Crowdfunding at Scale
Last November, art comics publisher Fantagraphics launched a Kickstarter campaign to fund not just one book, but its entire spring 2014 line of 39 titles. The company far exceeded its goal of $150,000, and most of the premiums amounted to readers prepaying for titles slated for production. The knock on crowdfunding has always been its unpredictability and potential for abuse, but those risks are mitigated when it is used as part of an ongoing business model, not a one-off source for idiosyncratic creative projects. Expect to see the institutionalization of crowdfunding for small presses in the coming years, either on Kickstarter or on purpose-built platforms that provide more stability and assurances for consumers.

_DATA_
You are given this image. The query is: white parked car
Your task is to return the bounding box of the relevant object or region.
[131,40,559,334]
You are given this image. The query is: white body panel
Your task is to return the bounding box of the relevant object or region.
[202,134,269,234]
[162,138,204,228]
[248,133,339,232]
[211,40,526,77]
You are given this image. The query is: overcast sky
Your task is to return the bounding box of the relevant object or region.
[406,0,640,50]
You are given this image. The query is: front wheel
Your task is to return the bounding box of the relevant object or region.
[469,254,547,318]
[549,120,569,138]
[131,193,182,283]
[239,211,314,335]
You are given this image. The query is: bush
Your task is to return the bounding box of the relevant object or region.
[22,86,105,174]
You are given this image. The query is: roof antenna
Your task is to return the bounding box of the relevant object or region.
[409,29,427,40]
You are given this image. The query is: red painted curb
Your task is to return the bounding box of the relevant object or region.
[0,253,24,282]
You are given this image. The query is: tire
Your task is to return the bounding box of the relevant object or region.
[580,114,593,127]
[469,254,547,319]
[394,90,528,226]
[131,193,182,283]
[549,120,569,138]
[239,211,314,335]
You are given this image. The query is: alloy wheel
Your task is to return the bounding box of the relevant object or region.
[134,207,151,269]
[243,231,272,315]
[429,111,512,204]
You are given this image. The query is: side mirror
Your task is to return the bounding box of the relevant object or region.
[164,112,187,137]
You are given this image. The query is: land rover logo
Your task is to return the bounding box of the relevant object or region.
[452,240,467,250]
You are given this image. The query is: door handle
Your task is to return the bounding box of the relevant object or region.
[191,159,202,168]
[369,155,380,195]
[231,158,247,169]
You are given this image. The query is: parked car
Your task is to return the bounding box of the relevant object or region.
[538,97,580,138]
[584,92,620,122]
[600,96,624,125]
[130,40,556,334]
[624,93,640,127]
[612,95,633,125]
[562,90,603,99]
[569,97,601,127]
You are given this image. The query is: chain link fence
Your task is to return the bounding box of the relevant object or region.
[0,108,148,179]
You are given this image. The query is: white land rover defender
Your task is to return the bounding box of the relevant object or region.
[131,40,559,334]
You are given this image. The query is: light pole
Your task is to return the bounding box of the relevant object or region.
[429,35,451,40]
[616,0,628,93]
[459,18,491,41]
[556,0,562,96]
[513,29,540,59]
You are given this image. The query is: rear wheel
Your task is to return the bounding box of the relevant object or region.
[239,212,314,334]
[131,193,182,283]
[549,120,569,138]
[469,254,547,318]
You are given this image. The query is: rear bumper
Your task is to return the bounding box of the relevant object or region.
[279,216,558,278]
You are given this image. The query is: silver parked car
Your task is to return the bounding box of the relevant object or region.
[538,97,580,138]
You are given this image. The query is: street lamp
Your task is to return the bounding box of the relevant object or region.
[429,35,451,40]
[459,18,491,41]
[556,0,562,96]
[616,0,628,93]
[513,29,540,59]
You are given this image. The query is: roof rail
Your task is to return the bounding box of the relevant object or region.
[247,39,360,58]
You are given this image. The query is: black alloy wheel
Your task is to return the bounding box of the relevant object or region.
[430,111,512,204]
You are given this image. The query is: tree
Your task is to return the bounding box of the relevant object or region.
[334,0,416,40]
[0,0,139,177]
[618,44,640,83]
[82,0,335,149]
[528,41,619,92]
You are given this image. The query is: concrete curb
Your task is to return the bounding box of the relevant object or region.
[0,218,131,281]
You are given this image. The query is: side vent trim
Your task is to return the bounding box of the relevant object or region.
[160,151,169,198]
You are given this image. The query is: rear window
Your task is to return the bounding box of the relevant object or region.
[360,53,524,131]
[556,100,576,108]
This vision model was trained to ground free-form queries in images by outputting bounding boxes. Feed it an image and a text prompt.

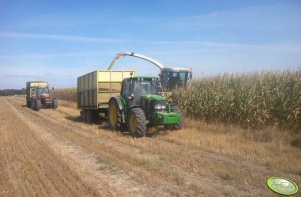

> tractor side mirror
[128,93,134,100]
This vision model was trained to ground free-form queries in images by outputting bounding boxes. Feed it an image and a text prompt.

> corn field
[173,68,301,131]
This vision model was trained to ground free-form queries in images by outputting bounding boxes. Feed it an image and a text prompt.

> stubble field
[0,97,301,196]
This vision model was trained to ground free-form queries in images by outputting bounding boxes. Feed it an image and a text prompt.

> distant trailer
[77,70,135,123]
[26,81,48,107]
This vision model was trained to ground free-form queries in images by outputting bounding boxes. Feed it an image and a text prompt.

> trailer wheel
[80,109,87,122]
[34,100,42,111]
[108,100,120,130]
[86,109,93,124]
[128,108,146,137]
[171,106,184,130]
[51,99,58,109]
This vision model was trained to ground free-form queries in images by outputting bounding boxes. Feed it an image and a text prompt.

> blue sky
[0,0,301,89]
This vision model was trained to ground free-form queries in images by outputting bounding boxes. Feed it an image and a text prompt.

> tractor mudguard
[109,97,126,123]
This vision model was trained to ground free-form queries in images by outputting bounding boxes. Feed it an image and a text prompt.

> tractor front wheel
[128,108,146,137]
[108,100,120,131]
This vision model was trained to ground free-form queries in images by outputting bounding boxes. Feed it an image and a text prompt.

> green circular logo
[267,177,298,196]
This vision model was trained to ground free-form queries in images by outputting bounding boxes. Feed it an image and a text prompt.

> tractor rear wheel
[128,108,146,137]
[171,106,184,130]
[108,100,121,131]
[34,100,42,111]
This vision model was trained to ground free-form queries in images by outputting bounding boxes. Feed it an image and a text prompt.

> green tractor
[108,76,183,137]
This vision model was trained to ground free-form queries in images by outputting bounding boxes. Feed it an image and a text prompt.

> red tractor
[26,82,58,111]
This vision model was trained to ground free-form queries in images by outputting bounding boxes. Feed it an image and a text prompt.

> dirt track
[0,97,300,196]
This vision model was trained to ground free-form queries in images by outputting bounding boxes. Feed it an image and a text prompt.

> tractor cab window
[134,78,158,97]
[36,87,49,94]
[122,80,131,97]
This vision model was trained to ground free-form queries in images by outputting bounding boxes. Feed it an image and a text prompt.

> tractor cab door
[121,79,134,109]
[161,70,190,91]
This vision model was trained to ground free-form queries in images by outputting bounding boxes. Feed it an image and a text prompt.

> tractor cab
[160,68,192,92]
[121,76,159,107]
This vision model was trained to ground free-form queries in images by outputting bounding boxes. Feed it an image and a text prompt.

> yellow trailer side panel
[77,70,135,109]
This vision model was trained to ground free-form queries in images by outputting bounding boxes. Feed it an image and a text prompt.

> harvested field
[0,97,301,196]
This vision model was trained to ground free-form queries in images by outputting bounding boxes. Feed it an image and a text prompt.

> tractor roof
[126,76,158,79]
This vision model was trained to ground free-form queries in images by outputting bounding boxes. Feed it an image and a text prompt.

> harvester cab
[108,51,192,92]
[108,76,183,137]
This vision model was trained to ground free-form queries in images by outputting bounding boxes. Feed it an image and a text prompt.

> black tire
[108,100,121,131]
[34,100,42,111]
[171,106,184,130]
[128,108,146,137]
[51,99,58,109]
[80,109,87,123]
[86,109,93,124]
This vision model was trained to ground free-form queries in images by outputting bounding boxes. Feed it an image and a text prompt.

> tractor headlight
[154,104,166,109]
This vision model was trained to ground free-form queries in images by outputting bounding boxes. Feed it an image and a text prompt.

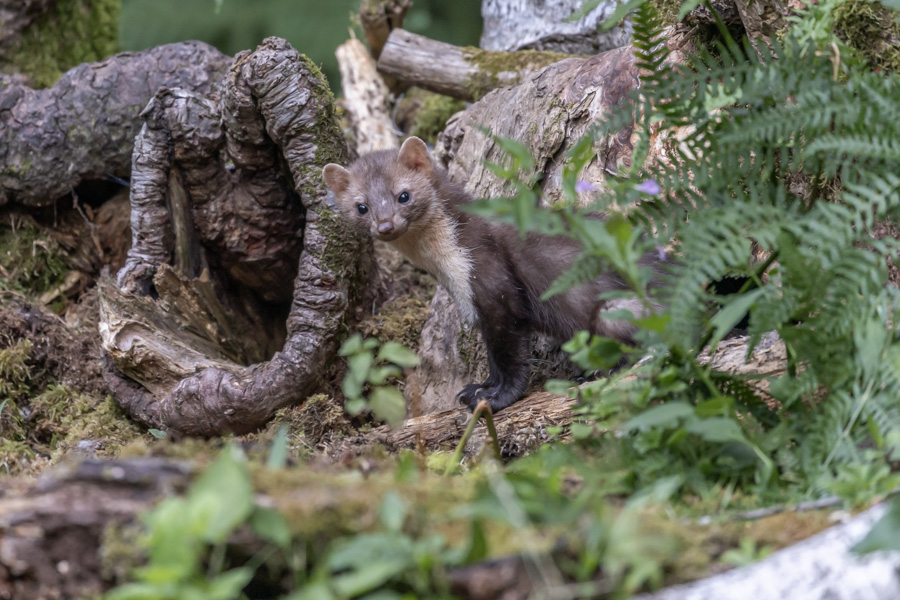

_WHAT IS BEING ASKED_
Answer these from the crowdfunding text:
(a) How many titles made up the Fantagraphics spring 2014 line?
(b) What funding goal did the Kickstarter campaign set?
(c) Under what condition does the text say the risks of crowdfunding are mitigated?

_RESULT OF THIS EXERCISE_
(a) 39
(b) $150,000
(c) When crowdfunding is used as part of an ongoing business model, not a one-off source for idiosyncratic creative projects.